Report each line in the items that contains the word "distant". Case counts.

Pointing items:

--- start ---

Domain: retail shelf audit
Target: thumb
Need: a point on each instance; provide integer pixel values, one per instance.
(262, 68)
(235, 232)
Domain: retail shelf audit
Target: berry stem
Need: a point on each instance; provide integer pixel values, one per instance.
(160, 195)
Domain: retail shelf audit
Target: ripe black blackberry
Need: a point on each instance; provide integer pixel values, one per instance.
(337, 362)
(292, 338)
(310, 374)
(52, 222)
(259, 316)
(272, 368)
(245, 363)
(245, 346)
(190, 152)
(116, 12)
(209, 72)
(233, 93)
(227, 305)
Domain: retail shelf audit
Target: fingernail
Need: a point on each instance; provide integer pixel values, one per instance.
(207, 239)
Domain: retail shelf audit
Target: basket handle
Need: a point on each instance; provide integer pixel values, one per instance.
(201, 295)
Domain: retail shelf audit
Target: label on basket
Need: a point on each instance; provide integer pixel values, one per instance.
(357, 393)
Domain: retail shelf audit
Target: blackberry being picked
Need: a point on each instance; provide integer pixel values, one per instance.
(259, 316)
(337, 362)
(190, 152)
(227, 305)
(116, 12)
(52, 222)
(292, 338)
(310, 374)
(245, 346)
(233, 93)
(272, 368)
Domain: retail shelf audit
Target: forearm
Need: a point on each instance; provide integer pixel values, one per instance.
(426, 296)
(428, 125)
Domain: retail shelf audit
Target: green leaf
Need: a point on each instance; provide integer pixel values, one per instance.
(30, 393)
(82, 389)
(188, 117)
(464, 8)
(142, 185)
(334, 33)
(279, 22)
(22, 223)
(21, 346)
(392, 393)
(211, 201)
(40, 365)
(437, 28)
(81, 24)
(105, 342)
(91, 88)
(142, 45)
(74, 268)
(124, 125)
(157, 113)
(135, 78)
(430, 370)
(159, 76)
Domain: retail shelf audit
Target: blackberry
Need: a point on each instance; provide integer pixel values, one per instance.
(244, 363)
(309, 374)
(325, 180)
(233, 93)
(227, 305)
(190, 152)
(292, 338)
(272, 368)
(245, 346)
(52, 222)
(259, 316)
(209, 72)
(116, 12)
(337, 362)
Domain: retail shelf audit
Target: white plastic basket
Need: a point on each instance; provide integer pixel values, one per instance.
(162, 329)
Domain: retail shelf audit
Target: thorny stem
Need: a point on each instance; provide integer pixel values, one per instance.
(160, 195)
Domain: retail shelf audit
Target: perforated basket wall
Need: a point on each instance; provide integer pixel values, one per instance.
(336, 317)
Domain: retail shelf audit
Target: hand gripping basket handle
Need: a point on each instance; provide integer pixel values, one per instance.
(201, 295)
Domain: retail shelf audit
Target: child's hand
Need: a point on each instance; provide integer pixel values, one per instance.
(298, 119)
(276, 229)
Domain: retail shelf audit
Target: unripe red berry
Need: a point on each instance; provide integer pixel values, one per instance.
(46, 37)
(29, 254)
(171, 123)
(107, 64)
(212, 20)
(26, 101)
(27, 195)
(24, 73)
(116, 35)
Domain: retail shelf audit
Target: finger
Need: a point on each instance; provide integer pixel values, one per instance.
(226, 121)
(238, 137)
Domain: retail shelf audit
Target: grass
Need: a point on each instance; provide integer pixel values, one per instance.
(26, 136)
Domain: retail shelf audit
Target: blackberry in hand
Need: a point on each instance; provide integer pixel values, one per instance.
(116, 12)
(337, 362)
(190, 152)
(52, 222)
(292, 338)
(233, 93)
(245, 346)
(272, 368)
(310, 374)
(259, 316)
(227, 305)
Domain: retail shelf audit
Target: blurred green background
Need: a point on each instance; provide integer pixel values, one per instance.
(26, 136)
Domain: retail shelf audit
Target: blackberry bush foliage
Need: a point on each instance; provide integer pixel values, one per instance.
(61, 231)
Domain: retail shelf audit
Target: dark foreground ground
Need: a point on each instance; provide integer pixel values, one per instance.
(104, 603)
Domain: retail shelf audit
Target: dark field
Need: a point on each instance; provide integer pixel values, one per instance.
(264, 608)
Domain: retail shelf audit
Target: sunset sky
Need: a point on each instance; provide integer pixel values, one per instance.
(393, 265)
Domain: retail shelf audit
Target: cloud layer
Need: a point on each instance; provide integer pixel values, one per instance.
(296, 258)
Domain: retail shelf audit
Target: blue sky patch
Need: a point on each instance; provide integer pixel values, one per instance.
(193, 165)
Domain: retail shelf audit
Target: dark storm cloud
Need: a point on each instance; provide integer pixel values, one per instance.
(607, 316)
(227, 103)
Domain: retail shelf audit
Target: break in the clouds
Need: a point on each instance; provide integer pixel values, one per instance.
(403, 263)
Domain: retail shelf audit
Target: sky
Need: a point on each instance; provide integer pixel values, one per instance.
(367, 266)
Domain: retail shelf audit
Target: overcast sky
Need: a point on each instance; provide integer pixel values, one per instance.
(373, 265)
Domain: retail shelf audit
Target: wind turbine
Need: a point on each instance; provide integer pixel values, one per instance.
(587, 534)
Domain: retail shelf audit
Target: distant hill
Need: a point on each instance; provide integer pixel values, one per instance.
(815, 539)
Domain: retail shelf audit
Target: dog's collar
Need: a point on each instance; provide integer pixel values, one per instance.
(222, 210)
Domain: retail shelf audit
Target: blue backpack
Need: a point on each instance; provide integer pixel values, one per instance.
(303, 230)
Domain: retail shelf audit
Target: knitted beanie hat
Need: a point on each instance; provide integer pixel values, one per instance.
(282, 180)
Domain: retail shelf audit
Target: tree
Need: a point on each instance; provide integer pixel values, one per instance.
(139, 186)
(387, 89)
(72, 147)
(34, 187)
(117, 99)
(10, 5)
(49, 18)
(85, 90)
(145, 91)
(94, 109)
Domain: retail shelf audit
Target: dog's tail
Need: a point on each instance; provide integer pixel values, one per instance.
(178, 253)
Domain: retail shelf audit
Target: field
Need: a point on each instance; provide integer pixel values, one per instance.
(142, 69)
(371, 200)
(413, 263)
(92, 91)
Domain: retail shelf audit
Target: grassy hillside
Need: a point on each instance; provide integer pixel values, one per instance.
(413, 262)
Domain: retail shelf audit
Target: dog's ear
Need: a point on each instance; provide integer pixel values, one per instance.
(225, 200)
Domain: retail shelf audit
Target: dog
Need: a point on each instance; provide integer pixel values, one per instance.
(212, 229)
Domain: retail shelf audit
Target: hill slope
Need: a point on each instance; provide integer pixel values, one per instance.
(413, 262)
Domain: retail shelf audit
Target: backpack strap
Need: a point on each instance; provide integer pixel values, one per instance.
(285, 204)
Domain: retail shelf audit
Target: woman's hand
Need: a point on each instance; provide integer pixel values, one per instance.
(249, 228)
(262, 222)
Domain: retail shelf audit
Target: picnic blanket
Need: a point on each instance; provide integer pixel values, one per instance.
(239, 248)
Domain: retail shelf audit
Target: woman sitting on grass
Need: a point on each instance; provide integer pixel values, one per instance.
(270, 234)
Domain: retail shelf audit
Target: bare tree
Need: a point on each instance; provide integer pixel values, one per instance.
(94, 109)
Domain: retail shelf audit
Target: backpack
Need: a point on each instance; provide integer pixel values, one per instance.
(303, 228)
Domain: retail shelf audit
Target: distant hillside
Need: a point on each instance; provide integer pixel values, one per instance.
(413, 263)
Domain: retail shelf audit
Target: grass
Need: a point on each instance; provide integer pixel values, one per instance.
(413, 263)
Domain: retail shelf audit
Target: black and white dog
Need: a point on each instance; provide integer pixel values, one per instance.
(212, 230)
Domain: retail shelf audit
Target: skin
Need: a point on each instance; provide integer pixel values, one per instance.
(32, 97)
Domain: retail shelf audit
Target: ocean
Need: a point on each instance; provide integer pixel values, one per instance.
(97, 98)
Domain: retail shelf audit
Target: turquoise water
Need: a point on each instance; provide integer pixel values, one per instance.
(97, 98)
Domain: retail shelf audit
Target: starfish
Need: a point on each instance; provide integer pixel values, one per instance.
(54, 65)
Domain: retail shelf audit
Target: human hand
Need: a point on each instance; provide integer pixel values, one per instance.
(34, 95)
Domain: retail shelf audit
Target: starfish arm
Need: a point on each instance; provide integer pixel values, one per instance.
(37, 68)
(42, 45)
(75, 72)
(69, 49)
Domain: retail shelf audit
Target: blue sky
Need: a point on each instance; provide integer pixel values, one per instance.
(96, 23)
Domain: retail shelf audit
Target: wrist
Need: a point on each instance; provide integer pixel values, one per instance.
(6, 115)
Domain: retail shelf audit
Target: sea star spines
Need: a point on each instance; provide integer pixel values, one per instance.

--- end ---

Output below:
Target: distant hill
Target: distant hillside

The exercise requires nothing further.